Sehr geehrte Frau Gemeinderätin! Der Zeithorizont, bis zu dem dieses Projekt flächendeckend umgesetzt werden wird, reicht in die Unendlichkeit. Was Sie hier präsentiert haben, ist eine reine Augenauswischerei - nicht mehr und nicht weniger! (Beifall bei der FPÖ.)

 

Aber auch sonst ist Ihre Politik weit davon entfernt, eine Erfolgsstory zu sein. Ich erwähne nur: Blei und Trinkwasser. Dazu kennen wir ja dank des Vorsitzenden des Umweltausschusses, Herrn GR Hufnagl, Ihre Einstellung nur zu genau. Sehr geehrte Frau Stadträtin! In diesem Fall muss ich nicht nur an Sie als Gesundheitspolitikerin appellieren, sondern auch an Ihre Verantwortung als Medizinerin. Ich will heute nicht darüber sprechen, warum es so lange gedauert hat, bis die Gesundheitsstadträtin überhaupt über den Inhalt einer solchen Studie informiert war. Aber als Ihnen der Inhalt der Studie dann doch bekannt war - und dieser Inhalt ist doch zugegebenermaßen gesundheitspolitisch eher brisant -, haben Sie laut Herrn GR Hufnagl ein Interview gegeben. In diesem Interview haben Sie nach seiner Aussage eher beruhigt und haben das Gefahrenpotenzial, das durch den teilweise zu hohen Bleigehalt im Trinkwasser gegeben ist, abgeschwächt, nach dem Motto: Daran ist noch keiner gestorben. Herr GR Hufnagl war sehr enttäuscht darüber, dass dieses Interview nicht gesendet wurde. Ich denke, Sie sollten froh sein, dass die SPÖ im ORF so viele gute Freunde hat (Heiterkeit bei der SPÖ.), die ein solches Interview einer Gesundheitsstadträtin nicht ausstrahlen. (Beifall bei der FPÖ. - GR Rosemarie Polkorab: Wo sind Ihre Vorschläge? Machen Sie Ihre Vorschläge!) 

 

Denn wenn eine Fachfrau wie Frau Dr Pittermann es unterlässt, die Bevölkerung aus aktuellem Anlass auf die Gefahr von Blei im Trinkwasser hinzuweisen, dann halte ich dieses Verhalten nicht nur für unseriös und fahrlässig, sondern ich halte das für einen Skandal. (Beifall bei der FPÖ. - GR Rosemarie Polkorab: Der Skandal ist, dass Sie keine Vorschläge bringen können! Machen Sie es besser! Sagen Sie, wie Sie es besser machen!) 

 

Frau Stadträtin! Nicht nur der Wohnbaustadtrat und die Umweltstadträtin, sondern auch Sie hätten hier, wo es um die Gesundheit Tausender Wienerinnen und Wiener geht, dringenden Handlungsbedarf. Auf jeden Fall aber haben Sie in dieser Sache bis jetzt Ihre Informationspflicht nicht erfüllt.

 

Wenn ich daran denke, wie chaotisch im Gesundheitsressort oft die Planung von Bauvorhaben erfolgt - ich denke zum Beispiel an die katastrophalen Zustände in Lainz, wo die Patienten im Bauschutt, im Staub, neben dem Baumaterial liegen mussten -, wenn ich daran denke, wie viel Druck der Öffentlichkeit notwendig war, bis Sie in der Frage der anonymen Geburt begonnen haben, politisch zu handeln - da wurde sogar eine Frau, die bereits in den Wehen lag, aus dem Wilhelminenspital weggeschickt! -, wenn ich mir das alles vor Augen halte, dann mache ich mir große Sorgen betreffend die Unternehmenswerdung des KAV, die im kommenden Jahr einen breiten Teil Ihrer Arbeitszeit in Anspruch nehmen wird.

Angezeigte Daten:
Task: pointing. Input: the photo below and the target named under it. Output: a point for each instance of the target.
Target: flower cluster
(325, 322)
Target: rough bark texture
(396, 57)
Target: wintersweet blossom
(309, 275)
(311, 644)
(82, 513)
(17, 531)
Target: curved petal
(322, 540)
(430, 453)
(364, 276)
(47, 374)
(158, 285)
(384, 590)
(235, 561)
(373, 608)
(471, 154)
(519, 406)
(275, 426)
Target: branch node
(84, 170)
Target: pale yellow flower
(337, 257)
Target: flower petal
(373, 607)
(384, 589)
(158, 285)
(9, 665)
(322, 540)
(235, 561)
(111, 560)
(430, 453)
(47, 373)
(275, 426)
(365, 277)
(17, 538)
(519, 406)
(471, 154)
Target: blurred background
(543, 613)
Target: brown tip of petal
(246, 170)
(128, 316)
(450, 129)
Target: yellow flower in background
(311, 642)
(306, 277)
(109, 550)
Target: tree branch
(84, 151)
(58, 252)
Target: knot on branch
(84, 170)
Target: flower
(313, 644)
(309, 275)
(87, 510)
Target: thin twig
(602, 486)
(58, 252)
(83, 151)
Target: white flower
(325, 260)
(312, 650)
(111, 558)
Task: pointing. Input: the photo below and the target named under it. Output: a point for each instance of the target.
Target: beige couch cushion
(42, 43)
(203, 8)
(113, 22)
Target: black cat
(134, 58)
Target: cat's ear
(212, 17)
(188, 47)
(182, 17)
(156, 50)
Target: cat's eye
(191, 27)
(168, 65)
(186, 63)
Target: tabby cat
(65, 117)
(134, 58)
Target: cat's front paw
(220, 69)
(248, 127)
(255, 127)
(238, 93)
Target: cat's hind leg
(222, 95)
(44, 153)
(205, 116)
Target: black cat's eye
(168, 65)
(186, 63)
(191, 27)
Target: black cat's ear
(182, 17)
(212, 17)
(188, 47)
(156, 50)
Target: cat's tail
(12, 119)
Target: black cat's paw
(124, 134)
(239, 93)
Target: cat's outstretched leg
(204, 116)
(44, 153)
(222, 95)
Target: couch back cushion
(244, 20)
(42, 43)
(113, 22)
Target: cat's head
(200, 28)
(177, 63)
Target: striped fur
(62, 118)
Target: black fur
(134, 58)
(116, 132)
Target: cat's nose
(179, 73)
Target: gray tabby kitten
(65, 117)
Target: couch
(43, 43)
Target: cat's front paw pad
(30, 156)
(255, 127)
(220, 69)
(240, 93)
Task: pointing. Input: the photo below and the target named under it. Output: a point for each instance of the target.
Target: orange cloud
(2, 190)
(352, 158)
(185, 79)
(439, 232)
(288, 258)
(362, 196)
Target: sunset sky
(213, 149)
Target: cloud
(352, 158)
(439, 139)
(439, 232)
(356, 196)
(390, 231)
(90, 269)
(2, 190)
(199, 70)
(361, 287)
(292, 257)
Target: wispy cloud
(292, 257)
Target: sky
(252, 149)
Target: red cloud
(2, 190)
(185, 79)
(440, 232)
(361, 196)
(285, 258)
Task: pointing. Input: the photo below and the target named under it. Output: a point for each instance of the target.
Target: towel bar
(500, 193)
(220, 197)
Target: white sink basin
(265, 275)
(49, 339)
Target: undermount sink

Arbeitsauftrag:
Prüfen Sie, ob die Aussagen (a) bis (c) mit dem Textauszug übereinstimmen. Antworten Sie jeweils mit Ja oder Nein und zitieren Sie die entscheidenden Worte wörtlich.
(a) Das Interview der Gesundheitsstadträtin wurde gesendet.
(b) In Lainz mussten Patienten neben dem Baumaterial liegen.
(c) Die Unternehmenswerdung des KAV ist bereits abgeschlossen.
Die Daten stammen aus einer anderen Quelle.

Erledigte Aufgabe:
(a) Nein: „Herr GR Hufnagl war sehr enttäuscht darüber, dass dieses Interview nicht gesendet wurde.“
(b) Ja: „wo die Patienten im Bauschutt, im Staub, neben dem Baumaterial liegen mussten“
(c) Nein: „die Unternehmenswerdung des KAV, die im kommenden Jahr einen breiten Teil Ihrer Arbeitszeit in Anspruch nehmen wird“